EXTRACTO PROPORCIONADO ▸
***
Pero también buscás porque querés encontrar y tal vez confirmar su maldad. Con el descubrimiento tu posición es eleva, ahora sos la víctima, como si fuera un triunfo, un pasaporte para señalar con el dedo y que toda la culpa sea suya.

¿La culpa de qué? Segúramente de la infelicidad, abonada con indiferencia, desgano y desánimo, des-pasión y desamor. La idea de una separación sobrevuela hace ya un tiempo pero hace falta un pretexto para encararla separación y que, claramente, la culpa no sea tuya. No serás vos quien destruya la sacrosanta institución matrimonial. Hiciste todo bien. Siempre. No hay nada que achacarte. Toda la culpa la tiene quien traicionó tu confianza, buscó afuera, te despreció y humilló. No fuiste vos quien cruzó la raya.
***
[Extractos de datos de señalamiento]
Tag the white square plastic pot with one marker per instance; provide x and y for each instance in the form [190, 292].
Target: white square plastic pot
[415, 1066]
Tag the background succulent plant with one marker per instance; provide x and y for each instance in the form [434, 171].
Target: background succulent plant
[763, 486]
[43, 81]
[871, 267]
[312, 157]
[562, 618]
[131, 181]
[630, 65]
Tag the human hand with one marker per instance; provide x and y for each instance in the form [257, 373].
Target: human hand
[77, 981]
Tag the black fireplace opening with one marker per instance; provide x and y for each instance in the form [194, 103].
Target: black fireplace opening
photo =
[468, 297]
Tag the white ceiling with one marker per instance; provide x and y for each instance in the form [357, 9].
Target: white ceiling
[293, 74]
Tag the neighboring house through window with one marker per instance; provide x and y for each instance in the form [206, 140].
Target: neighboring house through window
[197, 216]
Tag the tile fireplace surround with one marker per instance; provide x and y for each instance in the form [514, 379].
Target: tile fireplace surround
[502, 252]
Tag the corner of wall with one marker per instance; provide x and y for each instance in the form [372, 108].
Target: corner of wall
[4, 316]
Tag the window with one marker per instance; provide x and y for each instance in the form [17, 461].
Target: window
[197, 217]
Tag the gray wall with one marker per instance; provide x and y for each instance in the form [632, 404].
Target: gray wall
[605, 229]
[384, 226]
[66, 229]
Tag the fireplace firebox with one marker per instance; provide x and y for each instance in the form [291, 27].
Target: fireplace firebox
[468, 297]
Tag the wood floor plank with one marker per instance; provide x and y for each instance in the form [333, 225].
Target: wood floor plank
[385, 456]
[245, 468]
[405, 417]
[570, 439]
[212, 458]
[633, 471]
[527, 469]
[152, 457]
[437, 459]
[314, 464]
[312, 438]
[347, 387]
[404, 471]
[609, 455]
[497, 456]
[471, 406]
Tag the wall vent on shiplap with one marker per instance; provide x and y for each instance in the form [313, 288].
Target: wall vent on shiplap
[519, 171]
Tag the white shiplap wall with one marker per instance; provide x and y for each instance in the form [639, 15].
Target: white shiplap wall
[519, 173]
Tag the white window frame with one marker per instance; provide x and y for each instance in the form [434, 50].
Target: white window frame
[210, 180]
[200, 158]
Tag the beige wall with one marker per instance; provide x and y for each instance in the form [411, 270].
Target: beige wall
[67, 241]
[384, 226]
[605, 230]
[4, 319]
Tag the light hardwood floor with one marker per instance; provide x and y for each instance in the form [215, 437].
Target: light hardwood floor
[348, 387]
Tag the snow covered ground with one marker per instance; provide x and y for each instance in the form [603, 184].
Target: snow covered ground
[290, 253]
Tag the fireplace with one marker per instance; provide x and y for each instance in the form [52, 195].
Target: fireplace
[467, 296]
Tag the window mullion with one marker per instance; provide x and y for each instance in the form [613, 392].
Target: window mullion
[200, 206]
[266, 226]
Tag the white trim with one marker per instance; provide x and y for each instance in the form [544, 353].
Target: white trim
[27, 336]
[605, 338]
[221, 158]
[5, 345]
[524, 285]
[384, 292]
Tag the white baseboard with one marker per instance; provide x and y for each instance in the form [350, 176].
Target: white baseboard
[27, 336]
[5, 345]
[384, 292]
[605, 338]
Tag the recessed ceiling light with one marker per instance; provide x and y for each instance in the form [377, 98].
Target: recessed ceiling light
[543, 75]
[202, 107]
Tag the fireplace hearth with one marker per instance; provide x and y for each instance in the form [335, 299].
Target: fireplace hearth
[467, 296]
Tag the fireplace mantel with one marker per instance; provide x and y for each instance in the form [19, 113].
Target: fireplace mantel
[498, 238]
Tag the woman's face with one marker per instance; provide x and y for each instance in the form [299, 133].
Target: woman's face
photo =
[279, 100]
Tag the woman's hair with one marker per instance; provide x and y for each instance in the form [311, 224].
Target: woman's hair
***
REQUISITOS DEL EJERCICIO ▸
[1] Actualiza el extracto desde la parte que contiene "Pero también buscás" hasta terminar después de "culpa sea suya.", y reemplaza "pasaporte" por "salvoconducto".
[2] Continúa el texto sobre la culpa y la separación a partir de su última oración.

RESPUESTAS ESCRITAS ▸
[1]
Pero también buscás porque querés encontrar y tal vez confirmar su maldad. Con el descubrimiento tu posición es eleva, ahora sos la víctima, como si fuera un triunfo, un salvoconducto para señalar con el dedo y que toda la culpa sea suya.

[2]
Uno se inventa el cuento que quiere y suele ser aquél en el que uno queda mejor parado. Siempre el malo es el otro y uno elige ser tan solo víctima inocente de sus crueles conductas. Lo cierto es que aquel distanciamiento que al principio no tan evidente, se fue instalando, pesado, y con él creció tu malestar, tu soledad, tu ira. Y la ira te lleva con ansia obsesiva e incontenible a encontrar lo que te demuestre fehacientemente que tu infelicidad tiene una razón: te está “metiendo los cuernos”. No hay nada más que hablar.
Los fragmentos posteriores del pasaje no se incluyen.